▶ _Passage to read_
========================================

Monday, December 18, 2006

MBC Woes

Two prominent SBC bloggers have recently addressed the issues plaguing the Missouri Baptist Convention. Wade Burleson and Art Rogers have each weighed in on certain aspects of the current controversies in Missouri. I commented on Art's blog that I would likely post on my own blog about these concerns, given that I have a certain vested interest in them as a Baptist residing in Missouri. I chose the preceding words carefully, and they do in fact reveal that our church is not associated currently with the Missouri Baptist Convention. Ours was one of 19 churches recently dismissed by the MBC for violating their single alignment clause. It is the issue of single alignment that I wish to address briefly in this post, for it is part and parcel of the trend that many have observed of the narrowing of parameters of cooperation.

I've only spoken up one time at a meeting of the MBC. I did so in November 2004 when the convention was proposing the language for single alignment. Word & Way picked up a portion of my objection to the language that the committee had employed in an earlier letter in the Pathway entitled "Debunking Myths about Single Alignment." I found the opening paragraph to contain a number of not-so-veiled attacks on moderate Baptists. The references to the "duty to cleanse ourselves from all filthiness of the flesh and spirit," to "count their own masters worthy of all honor, that the name of God and his doctrine be not blasphemed," and the allusion to brand knockoffs and cheap imitations," as "those who have come among us who trumpet to the world that they are Southern and/or Missouri Baptists when in reality they are Baptist in name only" were deeply offensive and I drew the attention of the messengers to the inflammatory language of this document. The other phrase in the document that raised my hackles was the purported justification of the single alignment procedure in that it "allows the churches of the Missouri Baptist Convention to avoid having their doctrinal positions compromised by the heretical actions of a corrupt few." Calling fellow Baptists heretics certainly goes beyond the pale of Christian love and grace. To his credit, following my objections to the tone of the document, James Freeman issued a public apology, but the ongoing attacks on moderate Missouri Baptists by the MBC, especially in the Pathway, certainly raise the question as to whether or not moderate Baptists are still deemed to be heretics.

As one who taught Baptist and church history for many years, I always associated the charge of heresy with denial of the basic tenets of the Christian faith, not with questioning some of the cultural issues addressed in the BF&M 2000. Evidently the term heresy is a bit looser in its application in our day. I well remember the experience of reading Dr. Rankin's letter in January 2002, asking IMB missionaries to sign their agreement with the BF&M 2000. It arrived via email late one night after we had recently moved from Argentina to Mexico City and I awakened my wife to share the disturbing news. One of the justifications he gave for this action was the need to protect us from accusations of heresy behind our backs. It wasn't clear at that time exactly who was making said accusations, but I felt then as I do now that the term heresy was a misnomer to describe the objections to the changes that were being introduced into the statement of faith.

========================================

(Entries excerpted from a collection)
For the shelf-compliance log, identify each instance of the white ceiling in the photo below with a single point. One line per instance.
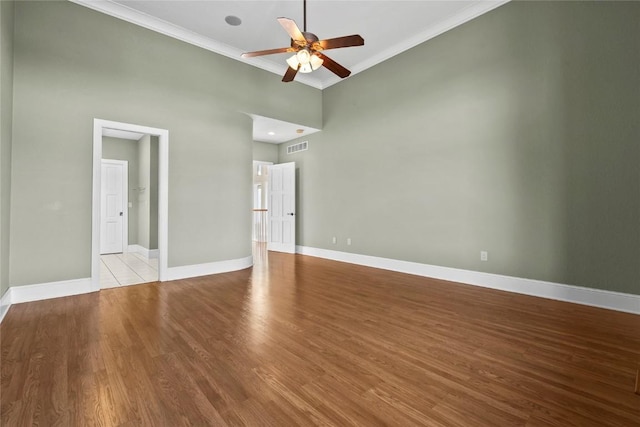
(388, 28)
(266, 129)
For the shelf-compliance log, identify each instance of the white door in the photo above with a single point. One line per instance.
(282, 208)
(112, 207)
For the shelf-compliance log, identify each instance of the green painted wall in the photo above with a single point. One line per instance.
(6, 115)
(265, 152)
(72, 65)
(517, 133)
(126, 149)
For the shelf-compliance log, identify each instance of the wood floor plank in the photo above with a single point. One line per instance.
(303, 341)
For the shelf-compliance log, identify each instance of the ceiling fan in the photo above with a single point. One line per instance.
(308, 50)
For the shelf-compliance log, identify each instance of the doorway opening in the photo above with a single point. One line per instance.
(140, 194)
(260, 229)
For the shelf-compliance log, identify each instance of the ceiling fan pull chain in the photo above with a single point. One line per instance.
(304, 11)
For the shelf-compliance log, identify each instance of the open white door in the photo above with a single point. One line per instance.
(112, 212)
(282, 208)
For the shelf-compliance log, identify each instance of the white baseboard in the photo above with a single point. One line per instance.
(576, 294)
(5, 304)
(42, 291)
(147, 253)
(187, 271)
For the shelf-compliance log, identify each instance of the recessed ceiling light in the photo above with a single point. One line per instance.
(234, 21)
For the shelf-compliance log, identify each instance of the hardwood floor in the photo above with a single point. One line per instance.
(304, 341)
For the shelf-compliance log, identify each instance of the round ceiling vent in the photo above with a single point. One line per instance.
(234, 21)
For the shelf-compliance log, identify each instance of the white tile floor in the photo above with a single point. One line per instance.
(127, 269)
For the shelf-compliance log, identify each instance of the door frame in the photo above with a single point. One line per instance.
(279, 246)
(163, 194)
(125, 200)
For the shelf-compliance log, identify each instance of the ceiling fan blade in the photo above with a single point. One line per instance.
(346, 41)
(268, 52)
(290, 74)
(292, 29)
(333, 66)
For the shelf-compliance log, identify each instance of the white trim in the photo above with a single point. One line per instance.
(471, 12)
(20, 294)
(618, 301)
(147, 253)
(163, 193)
(163, 27)
(188, 271)
(5, 304)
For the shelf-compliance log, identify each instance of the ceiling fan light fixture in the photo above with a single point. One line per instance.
(316, 62)
(293, 62)
(304, 56)
(305, 68)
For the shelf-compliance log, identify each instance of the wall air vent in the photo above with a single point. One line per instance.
(300, 146)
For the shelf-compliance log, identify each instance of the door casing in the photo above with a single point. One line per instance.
(163, 193)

========================================

▶ _Directive A_
Decide whether each statement agrees with the post on the Missouri Baptist Convention, answering yes or no and quoting the words that settle it: (i) the writer's church was one of 19 churches the MBC dismissed; (ii) the writer has spoken at MBC meetings on several occasions; (iii) Dr. Rankin's letter reached the writer while still living in Argentina.
▶ _Directive B_
Carry on the post on the Missouri Baptist Convention, starting right after its final sentence.

▶ _Exercise result A_
(i) Yes: "Ours was one of 19 churches recently dismissed by the MBC for violating their single alignment clause."
(ii) No: "I've only spoken up one time at a meeting of the MBC."
(iii) No: "It arrived via email late one night after we had recently moved from Argentina to Mexico City"

▶ _Exercise result B_
The MBC's actions reflect a witch-hunt mentality, and amazingly, there is almost a rather perverse sense of pride in that mindset. The latest issue of Pathway also contains an article that states the convention has now named an ad hoc committee to study the theological soundness of all non-political para-church organizations with whom the MBC relates. The quest to exclude other Christian groups who cooperate but who might not cross their t's and dot their i's the same way as Missouri Baptists reflects an inordinate amount of arrogance rather than a desire for purity and holiness from my perspective. The same issue of Pathway also contains an article entitled "Single Alignment proceeding toward '07." Let me quote just one line from it near the end of the piece. It states, "Missouri is unique in its approach to single alignment in that no other state convention in the SBC has passed such a definite statement articulating the ever-strengthening ties between the MBC and SBC." This statement oozes with self-righteousness and pride--despite the fact that it means that fellow Christians and Baptists will be cut off from fellowship because of the desire to control how autonomous Baptist churches spend their missions dollars and with whom they choose to cooperate in missions efforts. May God have mercy on us all.


Wade Burleson said...


Your logic is irrefutable.

Your writing is cogent.

Thanks for crystal clear posts that keep me informed on things in Missouri.

Anonymous said...


I have a slight issue with the following statement and the logic behind it:

"This statement oozes with self-righteousness and pride--despite the fact that it means that fellow Christians and Baptists will be cut off from fellowship because of the desire to control how autonomous Baptist churches spend their missions dollars and with whom they choose to cooperate in missions efforts."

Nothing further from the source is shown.